Document segment ▸
□ □ □

He uses tape and straight edge, he is obsessed with color, he paints horizontal bands that stretch from edge to edge. Though crowds of local painters have employed the same devices, Zammitt owes no debt to the Washington Color School: His is West Coast art.
“Zammitt,” curator Jane Livingston writes rightly, “is a true child of Los Angeles esthetic of the last 15 years.”
Zammitt, who prepares each canvas with a dozen coats of primar, has what local artists call the “West Coast finish fetish.” He applies his colors as meticulously as any L.A. painter of lacquered custom cars. His pictures bring to mind not whim, but mathematics. Behind his color choices lie calculations as abstruse as those employed by aerospace engineers. Zammitt, like his fellow Californians Robert Irwin and Michael Asher, is almost scientifically concerned with the subtleties of perception. Nowhere in his pictures does one detect the ghost of abstract expressionism that haunted, in the ’60s, so much local art.
And Zammitt’s pictures, though abstract, even look like California. Sunsets on the deserts, the hues of the Pacific and the bright light and black shadows of sunny California are conjured by his art.
That sense of landscape is enhanced by the way he uses colors. In almost every picture the dark hues at the bottom, the earthy violet-blacks, pale as they rise, through complex gradations, to the light sky-tones above.
The paintings here evoke a peculiar sense of lift, of upward movement, that is, in part dependent on an optical illusion. Because each parallel band of color has a darker band below it, and a lighter one above, the bands look less like flat stripes than like the rounded slats of Venetian blinds.
Despite their ordered structures, Zammitt’s paintings seem to throw an eerie violet glow. He is a serious, skillful painter. His exhibition, the latest in a series sponsored by the National Endowment for the Arts and the SCM Corp., closes April 2.

□ □ □

Supplied information ▸
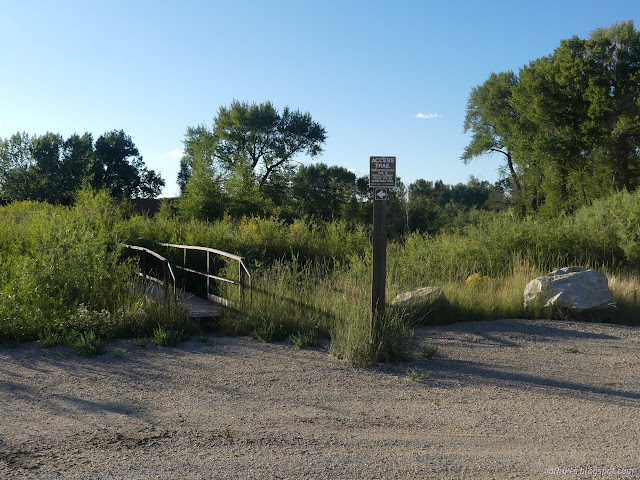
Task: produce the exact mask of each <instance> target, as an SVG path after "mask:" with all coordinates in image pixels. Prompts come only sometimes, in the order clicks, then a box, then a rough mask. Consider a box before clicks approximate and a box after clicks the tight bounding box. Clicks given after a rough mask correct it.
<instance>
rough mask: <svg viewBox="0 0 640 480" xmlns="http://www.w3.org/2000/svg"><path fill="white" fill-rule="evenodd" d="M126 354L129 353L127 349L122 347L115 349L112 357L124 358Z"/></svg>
mask: <svg viewBox="0 0 640 480" xmlns="http://www.w3.org/2000/svg"><path fill="white" fill-rule="evenodd" d="M125 353H127V349H126V348H122V347H114V348H113V350H111V355H113V356H114V358H124V355H125Z"/></svg>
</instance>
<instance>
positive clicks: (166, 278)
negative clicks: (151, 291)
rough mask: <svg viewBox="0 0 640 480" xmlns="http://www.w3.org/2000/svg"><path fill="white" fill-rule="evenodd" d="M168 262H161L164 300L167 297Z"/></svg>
mask: <svg viewBox="0 0 640 480" xmlns="http://www.w3.org/2000/svg"><path fill="white" fill-rule="evenodd" d="M169 276H170V275H169V260H163V261H162V281H163V283H164V298H165V299H166V298H167V295H169Z"/></svg>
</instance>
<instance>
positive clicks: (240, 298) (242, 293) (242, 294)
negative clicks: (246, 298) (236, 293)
mask: <svg viewBox="0 0 640 480" xmlns="http://www.w3.org/2000/svg"><path fill="white" fill-rule="evenodd" d="M243 261H244V259H243V258H241V259H240V261H239V262H238V283H239V284H240V305H243V304H244V282H245V278H244V268H242V262H243Z"/></svg>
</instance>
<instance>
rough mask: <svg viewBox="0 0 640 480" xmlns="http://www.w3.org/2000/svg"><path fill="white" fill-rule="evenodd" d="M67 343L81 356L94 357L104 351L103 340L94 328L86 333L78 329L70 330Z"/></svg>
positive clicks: (81, 356) (89, 330)
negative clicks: (93, 328) (76, 329)
mask: <svg viewBox="0 0 640 480" xmlns="http://www.w3.org/2000/svg"><path fill="white" fill-rule="evenodd" d="M67 343H68V344H69V346H70V347H71V349H72V350H73V351H74V352H76V353H77V354H78V355H80V356H81V357H94V356H96V355H100V354H102V353H104V345H103V343H102V340H100V338H99V337H98V336H97V335H96V334H95V333H94V332H93V330H89V331H88V332H85V333H80V332H78V331H73V332H70V333H69V335H68V337H67Z"/></svg>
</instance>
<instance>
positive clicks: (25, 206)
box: [0, 191, 640, 364]
mask: <svg viewBox="0 0 640 480" xmlns="http://www.w3.org/2000/svg"><path fill="white" fill-rule="evenodd" d="M469 218H470V219H471V220H472V221H470V223H468V224H466V225H460V226H458V227H456V229H455V230H452V231H448V232H444V233H441V234H438V235H435V236H429V235H421V234H415V233H414V234H409V235H407V236H406V237H405V238H404V239H403V240H402V241H401V242H397V243H392V244H390V245H389V249H388V262H387V265H388V269H387V297H388V298H387V300H388V301H390V300H392V299H393V297H394V296H395V295H397V294H398V293H402V292H406V291H409V290H412V289H415V288H418V287H422V286H428V285H437V286H440V287H441V288H442V289H443V291H444V293H445V296H446V297H447V299H448V302H447V303H445V304H444V305H443V306H441V307H440V308H436V309H432V310H430V311H428V312H426V313H425V314H423V315H421V316H419V317H415V318H413V317H411V315H409V314H407V312H398V311H393V310H389V312H388V315H387V316H386V317H385V320H384V325H383V327H382V332H383V334H382V335H381V338H380V342H379V343H378V344H375V345H374V344H372V343H371V341H370V340H371V339H370V332H369V322H370V320H369V318H370V308H371V307H370V291H371V290H370V289H371V248H370V238H369V232H368V231H367V230H366V229H365V228H364V227H354V226H350V225H348V224H346V223H344V222H333V223H327V224H320V223H315V222H314V221H312V220H309V219H301V220H296V221H294V222H292V223H286V222H284V221H283V220H281V219H278V218H259V217H251V218H247V217H245V218H241V219H232V218H230V217H225V218H222V219H221V220H219V221H216V222H199V221H195V220H183V219H180V218H179V217H177V216H175V215H173V214H171V212H170V211H169V210H168V209H164V210H163V212H162V213H161V214H159V215H157V216H156V217H154V218H149V217H145V216H136V215H131V214H130V213H128V212H127V210H126V208H124V207H122V206H120V207H119V206H117V205H116V204H115V203H114V202H113V201H111V199H110V198H108V196H107V195H106V194H104V193H102V192H97V193H96V192H91V191H83V192H81V193H80V194H79V196H78V201H77V202H76V204H75V205H74V206H73V207H71V208H67V207H53V206H51V205H47V204H40V203H33V202H22V203H15V204H11V205H8V206H6V207H0V225H1V226H2V228H0V341H1V340H8V341H24V340H34V339H38V338H40V339H41V341H43V343H52V344H55V343H56V342H59V341H67V342H68V343H69V340H68V339H69V338H71V339H72V340H73V341H75V340H77V339H78V338H80V337H78V335H83V337H82V338H83V339H84V340H83V341H84V343H85V344H92V342H90V341H89V339H92V338H93V337H92V335H95V336H96V338H97V340H96V342H98V341H100V340H101V339H109V338H113V337H118V336H132V337H140V336H149V335H151V334H152V332H153V331H154V330H156V331H159V330H158V329H159V328H160V327H161V328H163V329H174V330H176V331H180V330H185V329H188V327H189V325H188V320H187V319H186V318H185V317H184V313H183V311H182V310H181V309H180V308H179V307H176V305H175V304H174V303H171V302H168V303H167V304H164V305H163V304H157V303H154V302H152V301H150V300H149V299H147V298H146V297H145V296H144V295H143V294H142V292H141V290H140V289H139V288H136V286H135V283H134V281H133V278H134V277H135V275H133V274H134V273H135V271H136V268H137V266H136V264H135V262H134V261H133V260H125V259H124V257H123V256H122V252H121V248H120V247H119V242H121V241H123V242H130V243H139V244H140V243H144V242H145V240H144V239H153V240H158V241H167V242H172V243H184V244H196V245H205V246H210V247H214V248H218V249H221V250H226V251H229V252H232V253H236V254H240V255H243V256H245V257H246V258H248V260H249V261H250V263H251V266H252V270H253V274H254V282H253V285H254V290H253V294H252V297H253V298H252V302H248V301H247V302H245V303H244V304H243V305H242V306H241V307H240V308H238V309H237V310H236V311H235V312H230V313H229V314H228V315H226V316H225V317H224V318H223V319H222V320H221V327H222V328H223V329H224V330H225V331H226V332H229V333H235V334H243V335H253V336H254V337H256V338H258V339H260V340H263V341H273V340H290V341H293V342H294V343H295V344H296V345H303V344H304V345H309V344H311V345H312V344H314V343H320V344H322V343H327V344H328V345H329V349H330V351H331V352H332V354H333V355H335V356H336V357H339V358H342V359H345V360H346V361H348V362H353V363H364V364H371V363H375V362H378V361H387V360H390V359H393V358H399V357H401V356H402V354H403V339H404V338H406V337H407V336H408V335H410V333H411V328H413V327H415V326H416V325H419V324H438V323H445V322H447V323H448V322H453V321H466V320H482V319H492V318H513V317H562V316H563V315H566V312H558V311H531V310H525V309H524V307H523V299H522V292H523V290H524V286H525V285H526V283H527V282H528V281H529V280H531V279H532V278H535V277H538V276H540V275H542V274H545V273H547V272H548V271H551V270H554V269H556V268H559V267H563V266H568V265H575V264H579V265H584V266H590V267H593V268H596V269H598V270H601V271H604V272H605V273H607V274H608V276H609V278H610V285H611V288H612V290H613V292H614V295H615V296H616V298H617V300H618V307H617V309H616V310H614V311H613V312H609V313H606V314H602V315H601V316H598V317H593V316H592V317H589V319H604V320H607V321H617V322H624V323H633V322H634V321H635V322H637V321H638V318H640V303H639V298H638V297H640V294H639V292H640V280H639V279H638V271H639V269H640V191H637V192H635V193H627V192H621V193H619V194H617V195H614V196H612V197H611V198H609V199H604V200H602V201H600V202H597V203H595V204H594V205H593V206H591V207H589V208H585V209H583V210H581V211H579V212H577V213H576V214H575V215H573V216H567V217H564V218H556V219H545V218H527V219H524V220H522V219H515V218H513V217H511V216H510V215H509V214H508V213H498V214H491V213H486V212H482V213H481V212H478V213H477V214H474V215H470V216H469ZM219 267H220V269H221V271H220V272H219V273H223V275H222V276H227V277H233V273H234V272H233V269H237V265H236V264H233V263H224V262H222V263H221V264H220V266H219ZM225 272H226V273H227V274H226V275H225V274H224V273H225ZM472 274H479V275H478V276H477V277H474V278H484V277H487V278H486V279H485V280H482V281H481V282H466V279H467V278H468V277H469V276H470V275H472ZM225 289H226V290H225ZM220 290H221V292H222V293H223V296H225V297H228V298H231V299H232V300H233V299H235V300H236V302H238V303H239V298H237V295H238V293H237V290H236V287H225V286H221V287H220ZM423 313H424V312H423ZM89 332H92V333H91V334H89ZM74 339H75V340H74ZM96 345H97V343H96Z"/></svg>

□ □ □

Problem 1 ▸
Shorten the paragraph of the review of Zammitt's paintings that begins "The paintings here evoke" and keep its main facts.
Problem 2 ▸
Write out the passage of the Zammitt review word for word, starting at "That sense of" and ending at "light sky-tones above.".

Your solution 1 ▸
The paintings give a sense of upward lift that partly comes from an optical illusion. Each color band has a darker band below it and a lighter one above it, so the bands look like the rounded slats of Venetian blinds rather than flat stripes.

Your solution 2 ▸
That sense of landscape is enhanced by the way he uses colors. In almost every picture the dark hues at the bottom, the earthy violet-blacks, pale as they rise, through complex gradations, to the light sky-tones above.